- [What the task asks]:
Please restate, exactly, only the lines from the beginning of the listing below through the line containing "Target: woman's hand", with the pictures left out.

*** Opening of Data extracts ***

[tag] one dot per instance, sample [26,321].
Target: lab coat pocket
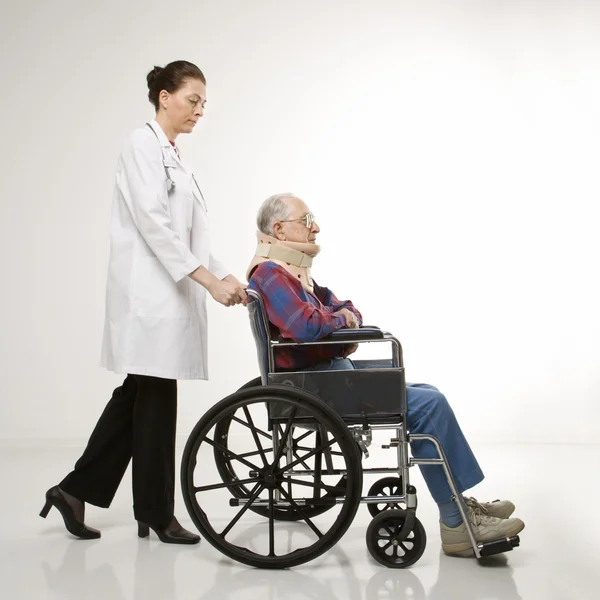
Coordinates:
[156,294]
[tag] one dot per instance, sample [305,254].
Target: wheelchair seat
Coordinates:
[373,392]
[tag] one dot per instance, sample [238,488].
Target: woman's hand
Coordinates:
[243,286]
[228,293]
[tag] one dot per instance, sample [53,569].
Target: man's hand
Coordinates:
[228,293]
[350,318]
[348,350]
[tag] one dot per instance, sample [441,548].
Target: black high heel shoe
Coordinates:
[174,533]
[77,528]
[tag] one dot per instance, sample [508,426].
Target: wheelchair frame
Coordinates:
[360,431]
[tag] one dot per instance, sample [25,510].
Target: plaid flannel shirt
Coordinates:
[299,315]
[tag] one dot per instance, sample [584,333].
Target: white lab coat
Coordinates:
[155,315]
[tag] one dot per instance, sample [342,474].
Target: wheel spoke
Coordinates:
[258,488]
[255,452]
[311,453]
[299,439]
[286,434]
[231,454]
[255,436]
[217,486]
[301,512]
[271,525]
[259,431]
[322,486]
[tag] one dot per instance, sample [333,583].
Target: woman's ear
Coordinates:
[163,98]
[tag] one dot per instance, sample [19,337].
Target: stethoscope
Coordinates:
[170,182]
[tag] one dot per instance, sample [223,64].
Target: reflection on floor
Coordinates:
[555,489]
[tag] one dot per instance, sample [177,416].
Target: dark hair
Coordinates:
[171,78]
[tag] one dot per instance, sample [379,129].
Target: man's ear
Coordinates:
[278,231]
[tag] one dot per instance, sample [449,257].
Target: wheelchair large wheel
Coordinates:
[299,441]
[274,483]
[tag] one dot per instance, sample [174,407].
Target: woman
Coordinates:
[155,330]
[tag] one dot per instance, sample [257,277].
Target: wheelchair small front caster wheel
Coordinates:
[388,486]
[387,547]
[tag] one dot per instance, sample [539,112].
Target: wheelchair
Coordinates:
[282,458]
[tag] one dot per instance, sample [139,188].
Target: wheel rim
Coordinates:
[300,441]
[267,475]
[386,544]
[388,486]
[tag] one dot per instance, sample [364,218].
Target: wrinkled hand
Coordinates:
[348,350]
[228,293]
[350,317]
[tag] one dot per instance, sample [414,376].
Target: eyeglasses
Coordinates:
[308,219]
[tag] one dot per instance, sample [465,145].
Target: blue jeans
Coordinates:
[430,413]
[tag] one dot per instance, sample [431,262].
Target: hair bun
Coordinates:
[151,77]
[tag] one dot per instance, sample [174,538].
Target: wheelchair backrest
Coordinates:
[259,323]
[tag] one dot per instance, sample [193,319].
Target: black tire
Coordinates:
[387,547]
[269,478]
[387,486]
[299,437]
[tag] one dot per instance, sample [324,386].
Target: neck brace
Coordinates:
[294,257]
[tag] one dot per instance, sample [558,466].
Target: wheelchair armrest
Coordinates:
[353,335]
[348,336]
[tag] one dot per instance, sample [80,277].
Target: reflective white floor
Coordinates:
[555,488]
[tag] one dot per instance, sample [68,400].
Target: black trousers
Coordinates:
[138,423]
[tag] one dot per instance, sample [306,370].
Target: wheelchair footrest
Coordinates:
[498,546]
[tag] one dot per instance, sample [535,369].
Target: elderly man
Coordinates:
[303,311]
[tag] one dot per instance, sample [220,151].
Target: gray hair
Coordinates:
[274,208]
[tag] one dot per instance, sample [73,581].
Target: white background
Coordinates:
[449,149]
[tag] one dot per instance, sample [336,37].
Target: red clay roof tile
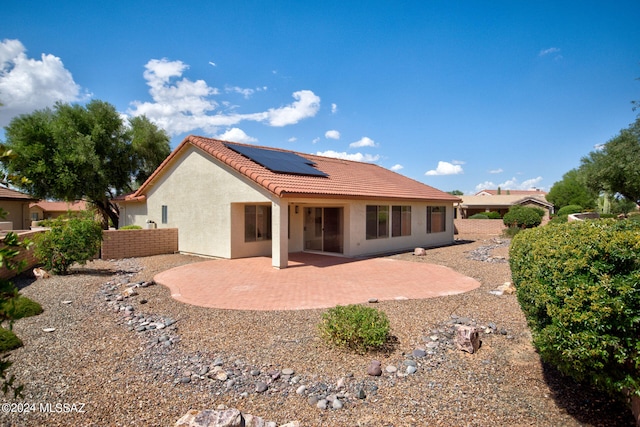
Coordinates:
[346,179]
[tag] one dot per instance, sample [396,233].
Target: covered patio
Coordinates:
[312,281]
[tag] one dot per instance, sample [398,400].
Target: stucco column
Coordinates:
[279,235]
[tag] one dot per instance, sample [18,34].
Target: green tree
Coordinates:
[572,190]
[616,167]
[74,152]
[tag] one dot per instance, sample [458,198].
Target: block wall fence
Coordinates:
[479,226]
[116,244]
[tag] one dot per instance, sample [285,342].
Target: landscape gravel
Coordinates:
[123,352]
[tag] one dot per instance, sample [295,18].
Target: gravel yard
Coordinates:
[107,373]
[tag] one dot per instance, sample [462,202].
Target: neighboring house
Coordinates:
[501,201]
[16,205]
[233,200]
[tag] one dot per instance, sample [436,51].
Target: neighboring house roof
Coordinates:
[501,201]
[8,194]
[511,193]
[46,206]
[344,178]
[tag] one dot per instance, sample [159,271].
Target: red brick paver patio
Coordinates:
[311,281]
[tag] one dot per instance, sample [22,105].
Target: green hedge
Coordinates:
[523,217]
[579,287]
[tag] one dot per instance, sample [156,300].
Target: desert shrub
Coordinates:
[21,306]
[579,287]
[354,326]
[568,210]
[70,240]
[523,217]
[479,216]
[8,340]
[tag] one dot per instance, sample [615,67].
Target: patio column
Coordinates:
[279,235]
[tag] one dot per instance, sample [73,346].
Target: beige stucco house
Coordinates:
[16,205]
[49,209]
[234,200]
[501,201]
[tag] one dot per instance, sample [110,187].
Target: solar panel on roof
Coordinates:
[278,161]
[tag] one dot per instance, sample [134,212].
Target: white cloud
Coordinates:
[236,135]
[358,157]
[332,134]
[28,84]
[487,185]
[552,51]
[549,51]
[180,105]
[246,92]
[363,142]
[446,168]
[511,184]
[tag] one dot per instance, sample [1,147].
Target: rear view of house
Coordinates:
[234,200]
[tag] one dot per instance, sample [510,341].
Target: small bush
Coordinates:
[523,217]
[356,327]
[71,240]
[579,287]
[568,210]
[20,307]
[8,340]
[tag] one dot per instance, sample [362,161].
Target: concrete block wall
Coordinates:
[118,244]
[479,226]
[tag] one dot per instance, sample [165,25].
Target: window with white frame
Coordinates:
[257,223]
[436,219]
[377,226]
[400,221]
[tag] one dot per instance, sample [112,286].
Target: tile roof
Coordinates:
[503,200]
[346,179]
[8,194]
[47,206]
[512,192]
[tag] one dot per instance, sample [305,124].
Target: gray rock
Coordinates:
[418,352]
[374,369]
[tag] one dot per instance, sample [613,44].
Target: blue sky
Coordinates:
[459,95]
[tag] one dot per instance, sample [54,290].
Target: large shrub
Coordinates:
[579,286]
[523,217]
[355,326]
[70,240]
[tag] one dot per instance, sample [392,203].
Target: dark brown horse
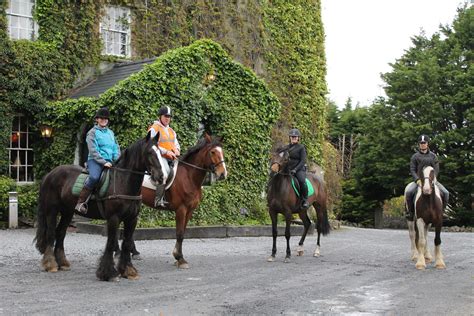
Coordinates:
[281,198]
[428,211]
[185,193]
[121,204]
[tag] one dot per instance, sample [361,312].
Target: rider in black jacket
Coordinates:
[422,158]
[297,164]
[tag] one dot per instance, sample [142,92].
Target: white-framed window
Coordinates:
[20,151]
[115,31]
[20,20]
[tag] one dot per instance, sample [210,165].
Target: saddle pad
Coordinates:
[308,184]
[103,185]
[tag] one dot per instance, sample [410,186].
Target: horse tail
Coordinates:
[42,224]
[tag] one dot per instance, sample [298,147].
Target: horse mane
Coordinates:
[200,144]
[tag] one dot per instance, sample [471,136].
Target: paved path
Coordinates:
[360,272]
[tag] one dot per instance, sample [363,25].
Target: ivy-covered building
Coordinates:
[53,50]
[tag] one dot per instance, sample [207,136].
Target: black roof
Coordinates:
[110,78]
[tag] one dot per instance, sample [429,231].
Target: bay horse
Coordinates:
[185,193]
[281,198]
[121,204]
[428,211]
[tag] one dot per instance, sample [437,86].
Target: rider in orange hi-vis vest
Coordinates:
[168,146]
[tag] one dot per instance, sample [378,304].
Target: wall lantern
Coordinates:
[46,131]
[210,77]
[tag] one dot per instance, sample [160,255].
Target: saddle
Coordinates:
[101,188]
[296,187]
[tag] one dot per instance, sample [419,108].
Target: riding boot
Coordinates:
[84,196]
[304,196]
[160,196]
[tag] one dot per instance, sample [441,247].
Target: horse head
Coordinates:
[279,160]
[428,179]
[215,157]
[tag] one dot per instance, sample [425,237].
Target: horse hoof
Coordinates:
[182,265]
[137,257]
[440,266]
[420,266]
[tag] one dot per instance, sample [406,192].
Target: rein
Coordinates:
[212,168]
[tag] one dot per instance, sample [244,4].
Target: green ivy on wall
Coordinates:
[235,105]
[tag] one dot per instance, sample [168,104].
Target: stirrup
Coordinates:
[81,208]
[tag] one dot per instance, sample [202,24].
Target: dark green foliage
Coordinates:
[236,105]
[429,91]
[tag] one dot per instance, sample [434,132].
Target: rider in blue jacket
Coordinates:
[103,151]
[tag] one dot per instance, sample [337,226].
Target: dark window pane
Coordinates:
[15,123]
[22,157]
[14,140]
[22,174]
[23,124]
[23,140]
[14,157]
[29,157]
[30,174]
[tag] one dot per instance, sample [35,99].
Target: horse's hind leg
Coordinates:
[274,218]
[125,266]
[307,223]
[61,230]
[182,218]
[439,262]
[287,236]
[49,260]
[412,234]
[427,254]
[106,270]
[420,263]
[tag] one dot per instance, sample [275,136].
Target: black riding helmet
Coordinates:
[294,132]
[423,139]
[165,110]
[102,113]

*** Close of Data extracts ***

- [Exercise answer]:
[tag] one dot per instance, sample [26,321].
Target: lab coat pocket
Coordinates:
[156,294]
[tag] one dot per instance, sample [305,254].
Target: wheelchair seat
Coordinates:
[373,392]
[tag] one dot per instance, sample [238,488].
Target: woman's hand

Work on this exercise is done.